One of the most enduring images in cinema is King Kong battling Army Air Corps fighters atop the Empire State Building, as Fay Wray huddled helplessly nearby. For seventy-five years now, that scene has remained ingrained in the consciousness of the movie-going public, and Kong himself remains one of the most popular characters in Horror and Science-Fiction, with a number of remakes, sequels, and outright rip-offs of the big ape feeding the movie-going public’s love of mega-monster mayhem.

Three years ago, director Peter Jackson added to that list with his spectacular, special effects-laden, mega-budget blockbuster remake of the 1933 original. One of the most innovative and impressive genre directors working today, Jackson has been a rising star since 1987’s BAD TASTE, and the blockbuster success of his epic LORD OF THE RINGS trilogy gave him the opportunity to make a long-held dream a reality: To remake what some consider the greatest Monster Movie ever made.

In honor of the 75th anniversary of the release of the original KING KONG, and in recognition of the fact that there would not have been a Gojira, or a Gorgo, or the Ymir without the Grand-Pappy of them all, let’s take a close look at some of the films in Kong’s family tree.

The Original

KING KONG (1933)

The first, and the best, of the Giant Monsters, KING KONG captured the imagination of moviegoers in 1933. Working from a story by prolific mystery writer Edgar Wallace, (who died as the production was beginning) producers-directors Merian Cooper and Ernest Shoedsack created one of the most enduring relationships in cinema, in the person of a 24-foot tall ape, in love with a five-foot, three-inch willowy blonde with a piercing scream.

Thanks to the incredible effects work of Willis O’Brien, the first true master craftsman of motion picture special effects, KING KONG was a giant leap forward compared to what contemporary audiences were used to seeing on the screen. While giant animals such as dinosaurs had been done on-screen before, never had they been done as convincingly true-to-life as here. O’Brien’s models may look dated, even hokey, to today’s audiences, but when viewed from the perspective of the time, they were every bit as earth-shaking and awe-inspiring as the CGI and green-screen technology of today.

The cast as well contributed much to the success of the film, but one person in particular has helped insure its longevity: Fay Wray.

Born Vina Fay Wray in Alberta, Canada in 1907, her family moved to Arizona when she was three years old. Though she began acting after relocating to Southern California, with her screen debut in 1923’s GASOLINE LOVE, she received her break into stardom as Mitzi in Erich Von Stroheim’s 1928 drama THE WEDDING MARCH, a role she considered her favorite until her death in 2004.

After appearing in 1932’s DOCTOR X, Wray began a short run of Genre films that included such classics as THE MYSTERY OF THE WAX MUSEUM (1933) and BLACK MOON (1934). Though the latter film was her last entry in the Horror Genre, in a run lasting just two years, she will forever be remembered as the screen’s original “Scream Queen.”

The Sequel

SON OF KONG (1933)

● SUPPLIED DATA
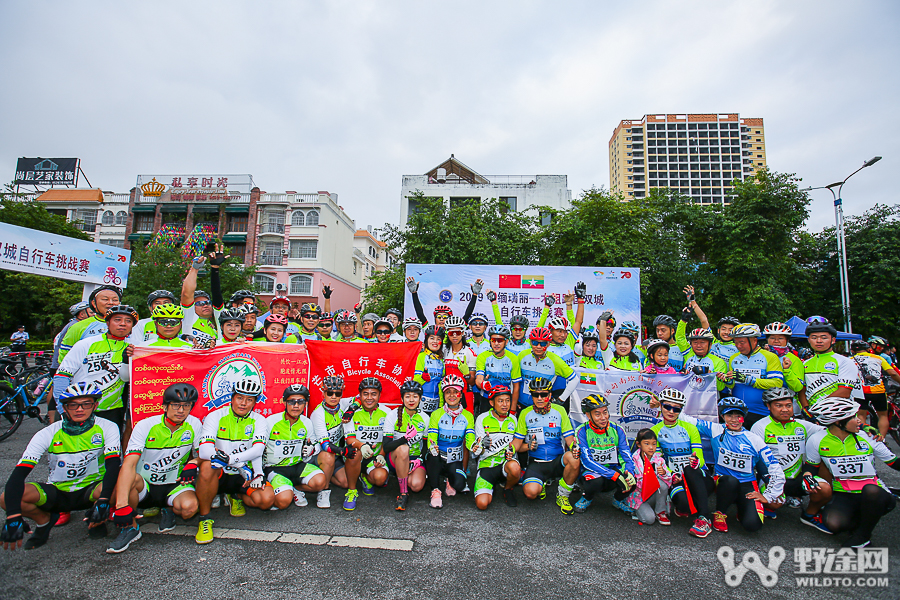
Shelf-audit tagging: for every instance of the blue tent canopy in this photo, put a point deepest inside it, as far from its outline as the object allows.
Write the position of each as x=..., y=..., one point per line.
x=798, y=330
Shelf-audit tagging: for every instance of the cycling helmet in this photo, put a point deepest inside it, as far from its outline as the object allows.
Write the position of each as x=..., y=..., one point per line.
x=774, y=394
x=370, y=383
x=540, y=334
x=180, y=392
x=158, y=295
x=443, y=309
x=82, y=389
x=78, y=307
x=231, y=314
x=593, y=402
x=122, y=309
x=746, y=330
x=701, y=334
x=453, y=381
x=730, y=404
x=454, y=323
x=672, y=395
x=333, y=383
x=248, y=386
x=832, y=409
x=168, y=311
x=777, y=328
x=540, y=384
x=478, y=317
x=411, y=386
x=296, y=389
x=559, y=323
x=501, y=330
x=411, y=322
x=665, y=320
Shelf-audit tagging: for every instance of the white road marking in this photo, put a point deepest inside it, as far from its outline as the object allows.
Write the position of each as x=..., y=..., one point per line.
x=251, y=535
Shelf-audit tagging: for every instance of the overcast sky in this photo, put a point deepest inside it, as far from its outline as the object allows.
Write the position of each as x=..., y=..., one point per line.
x=349, y=96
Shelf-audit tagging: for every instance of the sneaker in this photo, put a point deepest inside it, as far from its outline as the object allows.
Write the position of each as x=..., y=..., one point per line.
x=237, y=507
x=166, y=519
x=623, y=507
x=701, y=527
x=124, y=539
x=365, y=487
x=204, y=532
x=816, y=521
x=719, y=522
x=582, y=504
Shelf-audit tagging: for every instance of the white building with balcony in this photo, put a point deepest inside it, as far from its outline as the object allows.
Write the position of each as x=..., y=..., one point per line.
x=456, y=183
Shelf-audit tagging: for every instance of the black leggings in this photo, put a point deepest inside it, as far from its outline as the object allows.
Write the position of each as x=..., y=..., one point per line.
x=731, y=491
x=858, y=512
x=700, y=488
x=436, y=467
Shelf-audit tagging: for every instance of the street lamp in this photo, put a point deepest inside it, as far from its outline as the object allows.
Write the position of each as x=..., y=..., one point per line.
x=841, y=241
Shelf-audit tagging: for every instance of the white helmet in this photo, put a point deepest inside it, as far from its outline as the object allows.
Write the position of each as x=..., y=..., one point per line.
x=831, y=409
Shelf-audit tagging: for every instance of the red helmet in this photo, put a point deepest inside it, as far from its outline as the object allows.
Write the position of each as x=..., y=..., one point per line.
x=540, y=334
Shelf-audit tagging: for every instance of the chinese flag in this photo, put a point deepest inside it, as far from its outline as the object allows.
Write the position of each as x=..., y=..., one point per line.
x=510, y=281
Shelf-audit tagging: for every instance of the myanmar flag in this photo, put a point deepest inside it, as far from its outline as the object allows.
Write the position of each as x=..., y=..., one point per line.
x=534, y=282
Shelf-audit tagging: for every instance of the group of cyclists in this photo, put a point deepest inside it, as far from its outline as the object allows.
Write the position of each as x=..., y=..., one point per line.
x=489, y=399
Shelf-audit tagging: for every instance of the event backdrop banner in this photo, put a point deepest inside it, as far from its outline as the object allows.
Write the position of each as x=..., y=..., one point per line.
x=213, y=372
x=629, y=394
x=521, y=290
x=41, y=253
x=392, y=364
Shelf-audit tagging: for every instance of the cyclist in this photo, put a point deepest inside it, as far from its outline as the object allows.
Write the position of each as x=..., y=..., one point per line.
x=405, y=429
x=873, y=370
x=328, y=428
x=288, y=462
x=538, y=362
x=232, y=441
x=451, y=429
x=159, y=469
x=364, y=430
x=100, y=299
x=787, y=439
x=752, y=371
x=860, y=498
x=100, y=360
x=827, y=373
x=84, y=463
x=497, y=366
x=545, y=432
x=606, y=462
x=682, y=448
x=492, y=445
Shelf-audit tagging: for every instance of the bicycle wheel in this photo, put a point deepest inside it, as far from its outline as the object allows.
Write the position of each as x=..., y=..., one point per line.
x=12, y=411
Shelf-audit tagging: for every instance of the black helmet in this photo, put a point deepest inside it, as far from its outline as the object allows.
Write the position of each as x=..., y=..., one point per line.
x=370, y=383
x=180, y=392
x=411, y=386
x=160, y=294
x=296, y=389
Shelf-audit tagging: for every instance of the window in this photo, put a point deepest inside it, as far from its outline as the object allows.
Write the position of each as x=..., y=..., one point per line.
x=303, y=248
x=264, y=284
x=301, y=285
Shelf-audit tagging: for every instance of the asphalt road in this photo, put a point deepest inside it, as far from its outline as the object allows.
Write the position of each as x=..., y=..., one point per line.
x=531, y=551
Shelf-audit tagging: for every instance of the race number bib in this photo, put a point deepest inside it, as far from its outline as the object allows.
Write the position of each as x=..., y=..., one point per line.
x=735, y=461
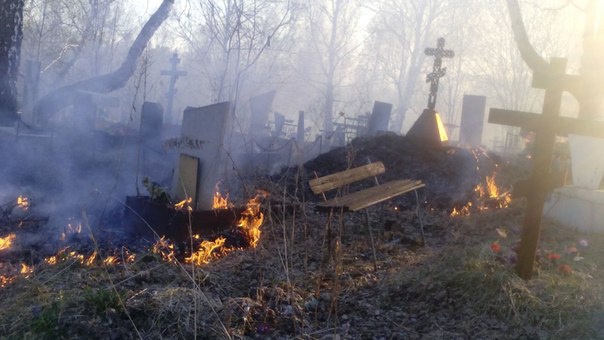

● TASK REQUIREMENTS
A) From the King Kong text, copy the passage starting with "The cast as" and going on through "OF KONG (1933)".
B) In the King Kong text, which film marked Fay Wray's screen debut?

● FULL ANSWERS
A)
The cast as well contributed much to the success of the film, but one person in particular has helped insure its longevity: Fay Wray.

Born Vina Fay Wray in Alberta, Canada in 1907, her family moved to Arizona when she was three years old. Though she began acting after relocating to Southern California, with her screen debut in 1923’s GASOLINE LOVE, she received her break into stardom as Mitzi in Erich Von Stroheim’s 1928 drama THE WEDDING MARCH, a role she considered her favorite until her death in 2004.

After appearing in 1932’s DOCTOR X, Wray began a short run of Genre films that included such classics as THE MYSTERY OF THE WAX MUSEUM (1933) and BLACK MOON (1934). Though the latter film was her last entry in the Horror Genre, in a run lasting just two years, she will forever be remembered as the screen’s original “Scream Queen.”

The Sequel

SON OF KONG (1933)

B) GASOLINE LOVE (1923)